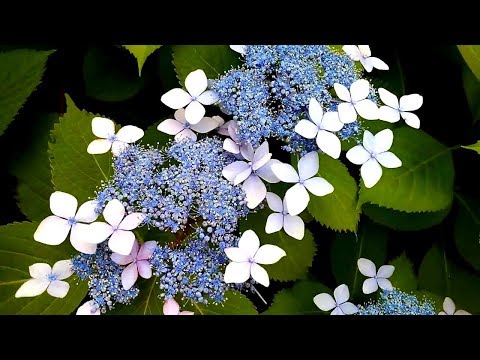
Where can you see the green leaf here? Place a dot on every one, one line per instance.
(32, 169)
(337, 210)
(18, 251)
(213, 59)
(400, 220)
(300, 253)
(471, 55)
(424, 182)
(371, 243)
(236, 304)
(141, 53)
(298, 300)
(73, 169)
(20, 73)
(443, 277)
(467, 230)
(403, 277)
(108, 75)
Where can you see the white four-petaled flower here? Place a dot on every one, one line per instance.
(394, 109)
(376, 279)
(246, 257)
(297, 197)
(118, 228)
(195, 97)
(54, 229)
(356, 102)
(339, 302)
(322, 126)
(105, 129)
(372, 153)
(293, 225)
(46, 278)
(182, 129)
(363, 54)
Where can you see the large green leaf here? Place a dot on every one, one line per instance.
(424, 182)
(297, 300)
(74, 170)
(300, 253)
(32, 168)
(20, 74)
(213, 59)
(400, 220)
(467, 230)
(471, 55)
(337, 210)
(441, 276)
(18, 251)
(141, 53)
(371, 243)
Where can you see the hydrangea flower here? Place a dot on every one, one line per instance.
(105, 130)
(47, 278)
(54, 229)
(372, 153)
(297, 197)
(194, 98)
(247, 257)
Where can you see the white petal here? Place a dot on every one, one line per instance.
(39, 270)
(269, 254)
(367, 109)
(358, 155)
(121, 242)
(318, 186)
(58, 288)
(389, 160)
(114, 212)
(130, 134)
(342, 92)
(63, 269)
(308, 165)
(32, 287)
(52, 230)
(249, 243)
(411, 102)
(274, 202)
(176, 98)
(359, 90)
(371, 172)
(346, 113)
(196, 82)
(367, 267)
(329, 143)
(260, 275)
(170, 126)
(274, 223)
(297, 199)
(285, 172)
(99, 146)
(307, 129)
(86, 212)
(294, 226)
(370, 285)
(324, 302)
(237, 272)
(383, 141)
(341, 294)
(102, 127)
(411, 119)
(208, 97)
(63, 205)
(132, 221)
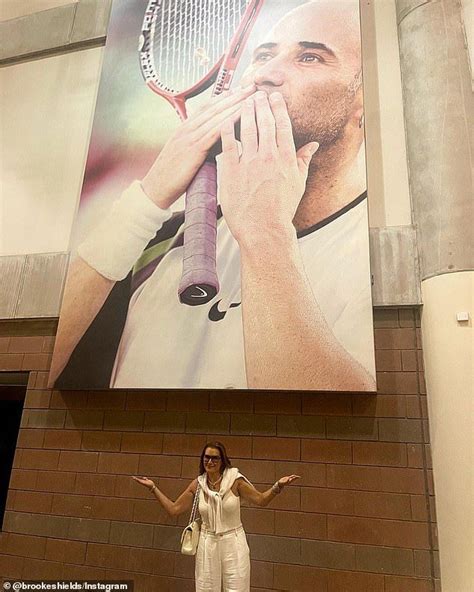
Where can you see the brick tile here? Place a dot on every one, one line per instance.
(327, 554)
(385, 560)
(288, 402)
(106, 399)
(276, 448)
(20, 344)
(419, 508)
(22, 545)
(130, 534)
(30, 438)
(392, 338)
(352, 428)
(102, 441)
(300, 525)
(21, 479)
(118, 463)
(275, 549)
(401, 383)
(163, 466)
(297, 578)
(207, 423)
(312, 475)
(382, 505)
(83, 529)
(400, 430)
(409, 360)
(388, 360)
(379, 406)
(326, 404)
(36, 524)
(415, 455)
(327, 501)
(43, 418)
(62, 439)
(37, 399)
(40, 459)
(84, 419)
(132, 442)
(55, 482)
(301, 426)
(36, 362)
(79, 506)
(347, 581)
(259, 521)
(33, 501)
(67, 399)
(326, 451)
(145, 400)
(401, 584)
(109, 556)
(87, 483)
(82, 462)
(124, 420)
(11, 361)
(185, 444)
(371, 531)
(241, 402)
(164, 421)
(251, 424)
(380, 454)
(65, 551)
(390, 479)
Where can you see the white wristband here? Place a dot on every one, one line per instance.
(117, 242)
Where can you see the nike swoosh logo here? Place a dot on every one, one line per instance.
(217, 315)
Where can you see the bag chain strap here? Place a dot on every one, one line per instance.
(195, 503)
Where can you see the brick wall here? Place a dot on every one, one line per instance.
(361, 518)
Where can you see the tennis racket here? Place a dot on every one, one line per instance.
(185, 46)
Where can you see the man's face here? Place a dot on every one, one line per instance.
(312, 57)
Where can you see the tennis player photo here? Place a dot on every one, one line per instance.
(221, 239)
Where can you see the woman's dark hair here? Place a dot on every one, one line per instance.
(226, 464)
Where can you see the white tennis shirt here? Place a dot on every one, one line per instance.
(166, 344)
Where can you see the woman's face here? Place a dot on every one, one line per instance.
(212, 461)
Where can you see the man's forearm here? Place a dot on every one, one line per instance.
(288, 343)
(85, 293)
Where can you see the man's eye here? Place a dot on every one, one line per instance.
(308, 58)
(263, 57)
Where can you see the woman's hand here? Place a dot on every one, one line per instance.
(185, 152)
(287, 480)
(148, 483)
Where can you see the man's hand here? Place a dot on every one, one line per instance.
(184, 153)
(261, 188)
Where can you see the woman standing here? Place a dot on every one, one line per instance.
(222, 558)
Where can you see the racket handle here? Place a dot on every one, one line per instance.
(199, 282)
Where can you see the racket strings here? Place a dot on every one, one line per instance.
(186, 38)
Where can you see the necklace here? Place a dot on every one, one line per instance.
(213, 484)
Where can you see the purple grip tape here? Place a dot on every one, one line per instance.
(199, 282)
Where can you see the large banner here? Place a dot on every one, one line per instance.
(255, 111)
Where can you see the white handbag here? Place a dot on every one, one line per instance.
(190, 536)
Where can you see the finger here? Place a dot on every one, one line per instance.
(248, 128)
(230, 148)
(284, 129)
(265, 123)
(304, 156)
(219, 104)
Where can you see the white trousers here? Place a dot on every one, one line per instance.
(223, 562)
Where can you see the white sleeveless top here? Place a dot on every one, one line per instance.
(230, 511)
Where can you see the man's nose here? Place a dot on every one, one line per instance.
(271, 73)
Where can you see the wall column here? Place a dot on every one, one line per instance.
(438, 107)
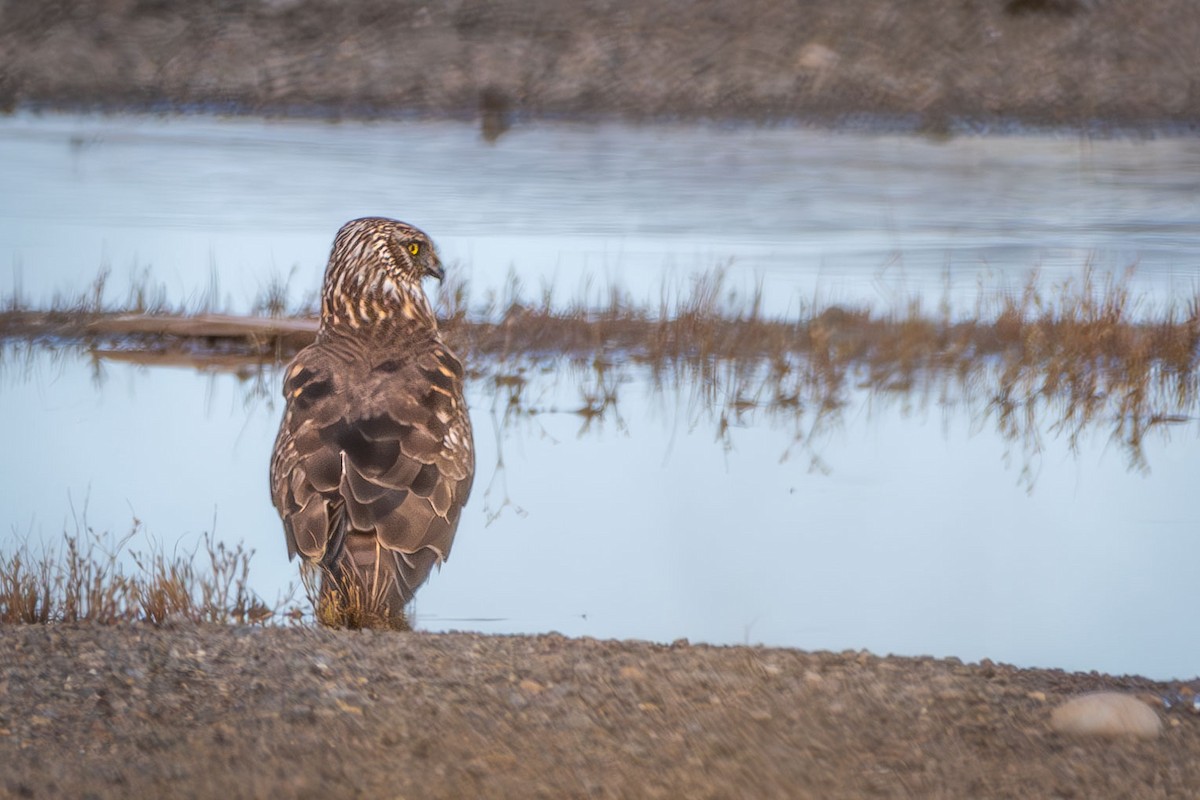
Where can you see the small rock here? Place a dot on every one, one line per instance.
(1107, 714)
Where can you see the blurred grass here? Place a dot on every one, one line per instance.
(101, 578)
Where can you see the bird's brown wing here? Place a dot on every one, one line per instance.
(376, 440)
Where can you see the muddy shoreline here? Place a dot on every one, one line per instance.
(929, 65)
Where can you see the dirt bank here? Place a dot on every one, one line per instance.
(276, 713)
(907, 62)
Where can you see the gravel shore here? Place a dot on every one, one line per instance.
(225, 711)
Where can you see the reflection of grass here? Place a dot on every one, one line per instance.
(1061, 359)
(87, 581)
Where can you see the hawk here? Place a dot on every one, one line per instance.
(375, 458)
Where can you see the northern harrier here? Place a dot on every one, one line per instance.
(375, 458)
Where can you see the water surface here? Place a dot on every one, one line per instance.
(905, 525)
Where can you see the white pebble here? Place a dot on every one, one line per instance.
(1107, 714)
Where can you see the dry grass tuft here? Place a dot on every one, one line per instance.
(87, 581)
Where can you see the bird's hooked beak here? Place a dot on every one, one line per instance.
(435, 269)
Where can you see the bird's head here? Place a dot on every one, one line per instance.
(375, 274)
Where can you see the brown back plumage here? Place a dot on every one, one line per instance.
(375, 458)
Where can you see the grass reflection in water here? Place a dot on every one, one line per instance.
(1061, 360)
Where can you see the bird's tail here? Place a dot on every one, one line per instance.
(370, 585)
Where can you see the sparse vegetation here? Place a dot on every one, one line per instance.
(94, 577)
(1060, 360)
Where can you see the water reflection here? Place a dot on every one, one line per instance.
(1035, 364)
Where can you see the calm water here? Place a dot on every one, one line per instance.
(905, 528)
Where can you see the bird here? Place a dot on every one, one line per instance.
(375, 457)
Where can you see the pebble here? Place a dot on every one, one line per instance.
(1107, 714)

◆ ◆ ◆ ◆ ◆

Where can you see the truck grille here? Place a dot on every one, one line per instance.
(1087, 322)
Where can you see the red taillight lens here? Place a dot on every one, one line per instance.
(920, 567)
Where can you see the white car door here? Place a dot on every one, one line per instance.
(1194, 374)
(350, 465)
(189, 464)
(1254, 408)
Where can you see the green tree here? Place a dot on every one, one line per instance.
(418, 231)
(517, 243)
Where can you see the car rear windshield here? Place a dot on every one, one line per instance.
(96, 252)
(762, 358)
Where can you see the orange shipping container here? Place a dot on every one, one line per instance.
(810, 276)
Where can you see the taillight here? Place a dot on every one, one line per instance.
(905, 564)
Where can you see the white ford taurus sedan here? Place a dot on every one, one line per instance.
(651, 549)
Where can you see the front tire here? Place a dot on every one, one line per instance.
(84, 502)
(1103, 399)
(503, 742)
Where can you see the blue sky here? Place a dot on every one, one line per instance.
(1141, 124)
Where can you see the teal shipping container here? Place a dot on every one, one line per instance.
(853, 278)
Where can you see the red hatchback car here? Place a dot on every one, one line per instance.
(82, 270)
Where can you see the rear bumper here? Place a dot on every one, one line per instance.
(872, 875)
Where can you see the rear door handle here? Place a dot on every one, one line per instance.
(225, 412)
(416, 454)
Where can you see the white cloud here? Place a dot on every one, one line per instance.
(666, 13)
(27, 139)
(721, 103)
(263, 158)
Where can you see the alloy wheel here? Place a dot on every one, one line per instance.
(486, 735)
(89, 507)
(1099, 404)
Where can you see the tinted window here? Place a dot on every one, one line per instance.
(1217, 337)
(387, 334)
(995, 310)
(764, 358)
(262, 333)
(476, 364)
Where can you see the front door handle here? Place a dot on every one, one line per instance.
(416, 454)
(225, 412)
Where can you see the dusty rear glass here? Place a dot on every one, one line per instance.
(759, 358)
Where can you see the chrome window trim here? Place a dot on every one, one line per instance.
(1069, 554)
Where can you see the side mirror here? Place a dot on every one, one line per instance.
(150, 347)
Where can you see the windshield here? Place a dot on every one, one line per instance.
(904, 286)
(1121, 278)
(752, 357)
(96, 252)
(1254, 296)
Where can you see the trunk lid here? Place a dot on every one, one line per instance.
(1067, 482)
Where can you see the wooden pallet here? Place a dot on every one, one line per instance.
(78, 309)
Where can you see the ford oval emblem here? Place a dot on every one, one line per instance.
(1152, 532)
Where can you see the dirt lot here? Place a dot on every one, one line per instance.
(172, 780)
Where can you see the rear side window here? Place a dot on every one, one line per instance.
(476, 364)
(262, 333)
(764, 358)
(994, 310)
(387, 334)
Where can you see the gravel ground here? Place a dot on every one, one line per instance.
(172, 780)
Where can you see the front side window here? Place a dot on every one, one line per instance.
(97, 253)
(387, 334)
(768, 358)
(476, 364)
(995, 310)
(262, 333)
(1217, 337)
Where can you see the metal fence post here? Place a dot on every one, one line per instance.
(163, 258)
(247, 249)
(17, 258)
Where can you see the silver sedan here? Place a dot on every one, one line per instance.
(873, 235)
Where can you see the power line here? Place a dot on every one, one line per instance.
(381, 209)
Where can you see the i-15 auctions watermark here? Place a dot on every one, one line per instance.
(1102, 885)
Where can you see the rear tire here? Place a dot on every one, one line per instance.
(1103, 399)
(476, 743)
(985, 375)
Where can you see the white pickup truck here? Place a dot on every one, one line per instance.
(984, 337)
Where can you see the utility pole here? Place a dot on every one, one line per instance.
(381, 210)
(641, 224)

◆ ◆ ◆ ◆ ◆

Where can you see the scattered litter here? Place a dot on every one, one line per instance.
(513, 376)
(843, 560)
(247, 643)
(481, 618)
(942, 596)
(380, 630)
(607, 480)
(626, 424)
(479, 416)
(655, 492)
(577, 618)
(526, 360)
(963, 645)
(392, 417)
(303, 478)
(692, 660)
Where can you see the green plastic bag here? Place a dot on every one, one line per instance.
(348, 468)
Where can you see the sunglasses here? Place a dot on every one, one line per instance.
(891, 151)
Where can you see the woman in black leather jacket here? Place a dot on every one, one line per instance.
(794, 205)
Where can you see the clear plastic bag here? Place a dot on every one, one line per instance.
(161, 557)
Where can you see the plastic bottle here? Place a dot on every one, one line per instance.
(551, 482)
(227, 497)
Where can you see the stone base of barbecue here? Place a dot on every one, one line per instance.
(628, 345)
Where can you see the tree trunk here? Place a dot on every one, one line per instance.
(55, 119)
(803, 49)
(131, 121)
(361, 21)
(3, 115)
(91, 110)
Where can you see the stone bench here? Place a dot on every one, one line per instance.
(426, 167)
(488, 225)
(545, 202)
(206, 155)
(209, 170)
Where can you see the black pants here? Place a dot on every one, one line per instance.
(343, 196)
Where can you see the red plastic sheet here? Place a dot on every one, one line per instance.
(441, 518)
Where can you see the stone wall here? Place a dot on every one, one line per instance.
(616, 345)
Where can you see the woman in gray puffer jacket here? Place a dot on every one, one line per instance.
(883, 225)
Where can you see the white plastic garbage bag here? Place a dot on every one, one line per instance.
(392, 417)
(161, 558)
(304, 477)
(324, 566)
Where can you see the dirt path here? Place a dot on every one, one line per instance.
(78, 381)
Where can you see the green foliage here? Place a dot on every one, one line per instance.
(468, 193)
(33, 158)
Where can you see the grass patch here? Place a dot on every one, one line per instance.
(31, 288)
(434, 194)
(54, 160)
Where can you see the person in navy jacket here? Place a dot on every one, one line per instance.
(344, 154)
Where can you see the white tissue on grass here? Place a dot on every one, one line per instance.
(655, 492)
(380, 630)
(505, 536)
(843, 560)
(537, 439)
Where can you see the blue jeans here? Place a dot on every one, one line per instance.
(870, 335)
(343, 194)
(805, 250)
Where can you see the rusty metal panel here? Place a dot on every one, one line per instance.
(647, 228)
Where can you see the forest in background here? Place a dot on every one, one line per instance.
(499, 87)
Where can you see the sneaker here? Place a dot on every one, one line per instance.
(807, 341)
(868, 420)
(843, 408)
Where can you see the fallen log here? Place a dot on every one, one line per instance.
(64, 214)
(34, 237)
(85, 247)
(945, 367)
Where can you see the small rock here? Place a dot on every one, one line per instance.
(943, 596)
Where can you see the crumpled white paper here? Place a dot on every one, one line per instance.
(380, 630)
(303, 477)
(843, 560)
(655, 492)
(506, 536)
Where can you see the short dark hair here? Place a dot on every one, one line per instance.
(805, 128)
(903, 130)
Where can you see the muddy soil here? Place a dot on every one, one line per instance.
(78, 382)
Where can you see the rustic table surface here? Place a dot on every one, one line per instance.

◆ ◆ ◆ ◆ ◆

INSTRUCTIONS FOR THE TASK:
Look above for the line with "Where can you see the muddy soil" and the line with "Where can you see the rustic"; transcribe both and all lines in between, exactly, and nothing else.

EXERCISE RESULT:
Where can you see the muddy soil here? Place a dot on every one, one line per instance.
(78, 382)
Where can you see the rustic table surface here? Place a dot on every one, one line per instance.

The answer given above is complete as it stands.